> Required task: Tally the lines in the records below that contain the string "dump", and give only that number.

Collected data

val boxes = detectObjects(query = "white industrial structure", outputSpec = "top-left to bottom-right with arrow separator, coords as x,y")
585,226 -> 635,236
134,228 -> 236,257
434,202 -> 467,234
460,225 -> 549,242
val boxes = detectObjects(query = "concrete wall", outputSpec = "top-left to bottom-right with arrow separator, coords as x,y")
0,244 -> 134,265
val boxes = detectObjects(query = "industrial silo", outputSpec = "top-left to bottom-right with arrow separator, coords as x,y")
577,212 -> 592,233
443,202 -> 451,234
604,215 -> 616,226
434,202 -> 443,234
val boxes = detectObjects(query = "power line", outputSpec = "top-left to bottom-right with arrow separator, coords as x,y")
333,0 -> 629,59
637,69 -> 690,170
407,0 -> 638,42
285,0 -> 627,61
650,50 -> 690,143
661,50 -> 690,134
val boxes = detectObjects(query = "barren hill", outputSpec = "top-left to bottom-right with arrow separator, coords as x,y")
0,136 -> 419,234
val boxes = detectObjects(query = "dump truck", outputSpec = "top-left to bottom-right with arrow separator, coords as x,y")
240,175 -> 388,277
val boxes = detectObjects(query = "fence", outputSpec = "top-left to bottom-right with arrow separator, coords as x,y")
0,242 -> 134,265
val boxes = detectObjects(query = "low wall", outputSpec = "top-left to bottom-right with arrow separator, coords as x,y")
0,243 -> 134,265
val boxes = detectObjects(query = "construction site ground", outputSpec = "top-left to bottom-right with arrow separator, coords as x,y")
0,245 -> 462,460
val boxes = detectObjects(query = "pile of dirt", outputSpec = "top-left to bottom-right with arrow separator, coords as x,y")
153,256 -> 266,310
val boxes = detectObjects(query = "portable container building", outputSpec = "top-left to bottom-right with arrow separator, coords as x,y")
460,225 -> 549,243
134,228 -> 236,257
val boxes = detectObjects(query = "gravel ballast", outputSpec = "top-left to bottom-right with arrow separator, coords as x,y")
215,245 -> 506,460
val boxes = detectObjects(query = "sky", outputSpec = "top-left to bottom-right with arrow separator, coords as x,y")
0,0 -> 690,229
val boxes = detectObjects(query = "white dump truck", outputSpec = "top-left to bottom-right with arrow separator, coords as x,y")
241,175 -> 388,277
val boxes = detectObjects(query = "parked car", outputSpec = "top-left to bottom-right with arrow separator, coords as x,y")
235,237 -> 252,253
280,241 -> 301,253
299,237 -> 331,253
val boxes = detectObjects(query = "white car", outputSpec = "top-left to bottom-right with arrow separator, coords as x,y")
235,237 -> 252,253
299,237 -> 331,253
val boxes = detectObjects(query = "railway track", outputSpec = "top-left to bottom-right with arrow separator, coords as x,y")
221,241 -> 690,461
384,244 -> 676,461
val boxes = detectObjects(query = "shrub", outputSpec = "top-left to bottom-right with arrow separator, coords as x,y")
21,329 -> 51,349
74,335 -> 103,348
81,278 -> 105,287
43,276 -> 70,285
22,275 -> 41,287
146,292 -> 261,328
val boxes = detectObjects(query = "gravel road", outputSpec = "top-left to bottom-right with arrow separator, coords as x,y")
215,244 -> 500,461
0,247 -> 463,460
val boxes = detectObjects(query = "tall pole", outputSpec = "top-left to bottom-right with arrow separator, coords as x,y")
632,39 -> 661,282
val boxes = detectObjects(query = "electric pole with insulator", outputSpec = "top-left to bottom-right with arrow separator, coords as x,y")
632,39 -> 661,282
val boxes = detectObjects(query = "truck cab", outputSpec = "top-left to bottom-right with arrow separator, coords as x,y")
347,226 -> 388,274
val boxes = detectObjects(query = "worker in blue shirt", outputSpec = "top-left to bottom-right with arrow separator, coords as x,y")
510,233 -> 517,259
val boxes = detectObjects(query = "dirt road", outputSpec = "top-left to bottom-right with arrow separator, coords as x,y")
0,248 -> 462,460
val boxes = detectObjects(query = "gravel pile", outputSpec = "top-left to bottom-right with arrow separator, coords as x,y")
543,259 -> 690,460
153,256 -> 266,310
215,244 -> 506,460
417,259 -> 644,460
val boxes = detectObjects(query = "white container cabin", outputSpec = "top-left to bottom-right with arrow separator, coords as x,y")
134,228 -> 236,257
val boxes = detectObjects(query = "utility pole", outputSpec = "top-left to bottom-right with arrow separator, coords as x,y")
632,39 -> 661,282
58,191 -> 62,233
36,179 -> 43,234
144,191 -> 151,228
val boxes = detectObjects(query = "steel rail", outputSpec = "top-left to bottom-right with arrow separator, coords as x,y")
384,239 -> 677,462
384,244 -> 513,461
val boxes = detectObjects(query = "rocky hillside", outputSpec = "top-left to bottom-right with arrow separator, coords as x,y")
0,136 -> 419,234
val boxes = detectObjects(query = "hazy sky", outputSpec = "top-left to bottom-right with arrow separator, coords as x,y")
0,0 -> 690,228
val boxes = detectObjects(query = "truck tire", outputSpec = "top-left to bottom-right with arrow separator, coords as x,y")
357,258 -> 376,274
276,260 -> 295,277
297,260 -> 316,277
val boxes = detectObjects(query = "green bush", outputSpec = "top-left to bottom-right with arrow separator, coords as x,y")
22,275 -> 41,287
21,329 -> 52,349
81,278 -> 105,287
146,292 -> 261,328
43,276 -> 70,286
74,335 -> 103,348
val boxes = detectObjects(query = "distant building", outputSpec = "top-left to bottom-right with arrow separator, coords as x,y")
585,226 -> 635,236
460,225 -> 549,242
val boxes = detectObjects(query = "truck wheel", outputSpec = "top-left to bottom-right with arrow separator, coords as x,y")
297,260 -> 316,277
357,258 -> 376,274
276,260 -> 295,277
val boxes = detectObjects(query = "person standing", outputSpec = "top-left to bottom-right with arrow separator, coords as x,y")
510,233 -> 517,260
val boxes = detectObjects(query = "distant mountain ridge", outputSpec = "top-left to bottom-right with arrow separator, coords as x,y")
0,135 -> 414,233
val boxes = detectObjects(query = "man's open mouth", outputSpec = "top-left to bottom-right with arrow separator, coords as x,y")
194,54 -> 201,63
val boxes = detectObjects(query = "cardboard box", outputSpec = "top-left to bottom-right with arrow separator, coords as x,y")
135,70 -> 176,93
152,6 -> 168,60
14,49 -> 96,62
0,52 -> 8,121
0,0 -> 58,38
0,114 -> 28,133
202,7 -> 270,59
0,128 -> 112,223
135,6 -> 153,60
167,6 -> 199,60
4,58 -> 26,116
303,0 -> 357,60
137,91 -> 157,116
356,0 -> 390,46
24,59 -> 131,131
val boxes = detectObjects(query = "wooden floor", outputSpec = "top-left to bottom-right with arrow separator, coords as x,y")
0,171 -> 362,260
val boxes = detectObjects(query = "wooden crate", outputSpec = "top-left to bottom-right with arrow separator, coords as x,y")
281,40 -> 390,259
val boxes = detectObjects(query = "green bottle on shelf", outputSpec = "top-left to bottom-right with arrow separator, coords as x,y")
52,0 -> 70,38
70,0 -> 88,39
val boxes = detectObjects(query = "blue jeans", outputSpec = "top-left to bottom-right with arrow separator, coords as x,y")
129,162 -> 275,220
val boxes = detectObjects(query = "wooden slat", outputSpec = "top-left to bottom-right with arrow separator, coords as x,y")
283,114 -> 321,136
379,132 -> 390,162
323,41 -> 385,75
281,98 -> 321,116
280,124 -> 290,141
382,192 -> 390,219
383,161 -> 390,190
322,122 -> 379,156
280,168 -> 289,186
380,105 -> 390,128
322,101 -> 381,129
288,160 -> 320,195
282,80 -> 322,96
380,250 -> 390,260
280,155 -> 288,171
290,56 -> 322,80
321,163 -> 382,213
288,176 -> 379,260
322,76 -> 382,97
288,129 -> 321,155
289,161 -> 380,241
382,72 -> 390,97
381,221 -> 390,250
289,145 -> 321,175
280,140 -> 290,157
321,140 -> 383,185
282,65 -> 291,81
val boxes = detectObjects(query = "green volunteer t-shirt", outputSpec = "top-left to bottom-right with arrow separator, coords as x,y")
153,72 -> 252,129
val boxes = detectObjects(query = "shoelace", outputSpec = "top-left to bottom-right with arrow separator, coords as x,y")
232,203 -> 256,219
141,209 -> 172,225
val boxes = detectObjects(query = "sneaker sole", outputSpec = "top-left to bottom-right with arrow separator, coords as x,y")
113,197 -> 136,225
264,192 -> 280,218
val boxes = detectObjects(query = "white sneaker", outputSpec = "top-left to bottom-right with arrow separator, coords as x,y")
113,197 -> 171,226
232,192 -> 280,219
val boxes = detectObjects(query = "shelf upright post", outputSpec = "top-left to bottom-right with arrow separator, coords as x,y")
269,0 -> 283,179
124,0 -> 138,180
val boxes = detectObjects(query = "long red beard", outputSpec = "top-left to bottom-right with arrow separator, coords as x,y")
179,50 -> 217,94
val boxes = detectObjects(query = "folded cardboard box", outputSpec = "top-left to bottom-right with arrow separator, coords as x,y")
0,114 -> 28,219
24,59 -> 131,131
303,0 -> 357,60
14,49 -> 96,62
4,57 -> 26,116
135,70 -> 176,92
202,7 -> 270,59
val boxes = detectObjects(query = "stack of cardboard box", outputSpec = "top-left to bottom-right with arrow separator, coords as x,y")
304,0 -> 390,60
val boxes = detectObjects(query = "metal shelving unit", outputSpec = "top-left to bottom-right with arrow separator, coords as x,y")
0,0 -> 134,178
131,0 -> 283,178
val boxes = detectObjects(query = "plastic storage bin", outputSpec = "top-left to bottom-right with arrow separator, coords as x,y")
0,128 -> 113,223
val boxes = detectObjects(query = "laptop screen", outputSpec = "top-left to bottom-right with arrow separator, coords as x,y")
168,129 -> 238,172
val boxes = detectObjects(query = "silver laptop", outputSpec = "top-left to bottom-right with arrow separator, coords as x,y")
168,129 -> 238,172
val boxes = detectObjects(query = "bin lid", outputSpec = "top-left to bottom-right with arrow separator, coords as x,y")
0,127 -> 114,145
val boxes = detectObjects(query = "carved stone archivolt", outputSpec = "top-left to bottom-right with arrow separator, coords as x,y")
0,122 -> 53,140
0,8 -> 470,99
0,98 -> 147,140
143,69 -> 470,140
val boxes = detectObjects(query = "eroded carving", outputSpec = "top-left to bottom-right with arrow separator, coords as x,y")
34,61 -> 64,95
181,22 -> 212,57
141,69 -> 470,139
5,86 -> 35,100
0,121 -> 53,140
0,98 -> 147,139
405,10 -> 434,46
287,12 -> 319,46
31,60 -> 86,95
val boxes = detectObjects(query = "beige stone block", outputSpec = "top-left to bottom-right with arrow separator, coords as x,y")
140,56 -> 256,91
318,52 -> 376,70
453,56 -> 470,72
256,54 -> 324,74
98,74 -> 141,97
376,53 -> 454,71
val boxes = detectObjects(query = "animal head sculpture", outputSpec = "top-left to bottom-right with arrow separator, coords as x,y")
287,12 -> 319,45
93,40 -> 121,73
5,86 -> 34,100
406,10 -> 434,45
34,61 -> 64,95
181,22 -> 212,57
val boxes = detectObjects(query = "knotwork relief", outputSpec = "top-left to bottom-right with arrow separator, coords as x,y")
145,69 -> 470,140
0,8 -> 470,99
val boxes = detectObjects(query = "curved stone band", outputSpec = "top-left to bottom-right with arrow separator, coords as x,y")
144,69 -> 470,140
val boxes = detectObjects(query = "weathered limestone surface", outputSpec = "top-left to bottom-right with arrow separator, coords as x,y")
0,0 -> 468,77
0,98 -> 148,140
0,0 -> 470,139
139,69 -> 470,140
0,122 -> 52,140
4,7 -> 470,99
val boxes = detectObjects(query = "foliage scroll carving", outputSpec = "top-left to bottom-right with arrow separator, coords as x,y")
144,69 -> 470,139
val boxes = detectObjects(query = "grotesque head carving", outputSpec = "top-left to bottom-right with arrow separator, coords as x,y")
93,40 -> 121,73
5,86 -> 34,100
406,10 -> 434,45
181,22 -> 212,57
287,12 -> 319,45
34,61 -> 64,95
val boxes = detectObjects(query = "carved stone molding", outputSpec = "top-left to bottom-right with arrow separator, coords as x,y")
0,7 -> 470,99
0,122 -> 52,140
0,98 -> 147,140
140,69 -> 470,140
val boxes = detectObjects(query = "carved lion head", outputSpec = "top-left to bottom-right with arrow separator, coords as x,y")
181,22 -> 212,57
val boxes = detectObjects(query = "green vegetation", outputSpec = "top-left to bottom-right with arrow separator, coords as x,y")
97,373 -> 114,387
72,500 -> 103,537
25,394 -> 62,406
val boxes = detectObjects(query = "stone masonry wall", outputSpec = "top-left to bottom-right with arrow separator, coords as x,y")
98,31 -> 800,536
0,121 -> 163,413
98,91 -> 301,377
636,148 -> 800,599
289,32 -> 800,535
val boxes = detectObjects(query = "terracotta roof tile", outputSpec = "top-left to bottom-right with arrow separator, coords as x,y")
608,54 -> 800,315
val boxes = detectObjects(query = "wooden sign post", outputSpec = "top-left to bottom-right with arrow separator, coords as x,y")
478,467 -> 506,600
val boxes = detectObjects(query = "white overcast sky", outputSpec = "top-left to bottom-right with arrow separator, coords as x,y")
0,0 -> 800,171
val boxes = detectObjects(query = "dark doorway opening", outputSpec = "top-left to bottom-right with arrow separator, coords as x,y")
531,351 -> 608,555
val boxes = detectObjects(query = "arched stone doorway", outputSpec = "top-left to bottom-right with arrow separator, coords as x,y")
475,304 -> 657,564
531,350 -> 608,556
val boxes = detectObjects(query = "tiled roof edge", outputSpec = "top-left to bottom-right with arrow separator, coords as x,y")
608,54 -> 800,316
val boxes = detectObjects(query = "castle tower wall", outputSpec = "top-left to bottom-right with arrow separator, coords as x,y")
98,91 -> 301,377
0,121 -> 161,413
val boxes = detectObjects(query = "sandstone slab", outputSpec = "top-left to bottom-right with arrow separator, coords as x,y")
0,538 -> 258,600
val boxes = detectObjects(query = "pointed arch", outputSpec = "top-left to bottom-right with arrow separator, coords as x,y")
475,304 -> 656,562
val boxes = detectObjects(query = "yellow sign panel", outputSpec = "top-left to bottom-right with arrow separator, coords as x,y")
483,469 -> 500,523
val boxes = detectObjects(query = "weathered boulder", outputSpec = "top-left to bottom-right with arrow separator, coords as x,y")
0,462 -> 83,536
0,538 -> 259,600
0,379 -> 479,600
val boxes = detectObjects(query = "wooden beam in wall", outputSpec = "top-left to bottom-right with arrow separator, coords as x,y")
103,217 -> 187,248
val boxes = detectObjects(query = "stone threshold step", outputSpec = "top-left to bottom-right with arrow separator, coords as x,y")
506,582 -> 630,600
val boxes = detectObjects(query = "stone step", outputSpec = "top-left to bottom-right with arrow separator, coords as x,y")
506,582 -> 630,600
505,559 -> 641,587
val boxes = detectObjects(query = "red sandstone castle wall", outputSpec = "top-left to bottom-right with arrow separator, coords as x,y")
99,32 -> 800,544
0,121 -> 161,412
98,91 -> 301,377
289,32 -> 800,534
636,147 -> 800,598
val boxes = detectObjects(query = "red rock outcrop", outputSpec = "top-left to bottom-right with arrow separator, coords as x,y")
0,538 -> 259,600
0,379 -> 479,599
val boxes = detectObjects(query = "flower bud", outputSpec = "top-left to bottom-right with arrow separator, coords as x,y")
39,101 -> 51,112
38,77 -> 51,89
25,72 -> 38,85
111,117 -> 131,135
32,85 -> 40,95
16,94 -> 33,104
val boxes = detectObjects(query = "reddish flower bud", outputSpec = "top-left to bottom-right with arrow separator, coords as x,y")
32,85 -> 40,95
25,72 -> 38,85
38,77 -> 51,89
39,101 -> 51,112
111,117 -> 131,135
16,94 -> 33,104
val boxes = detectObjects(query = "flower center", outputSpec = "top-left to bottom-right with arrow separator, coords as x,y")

> Full output: 2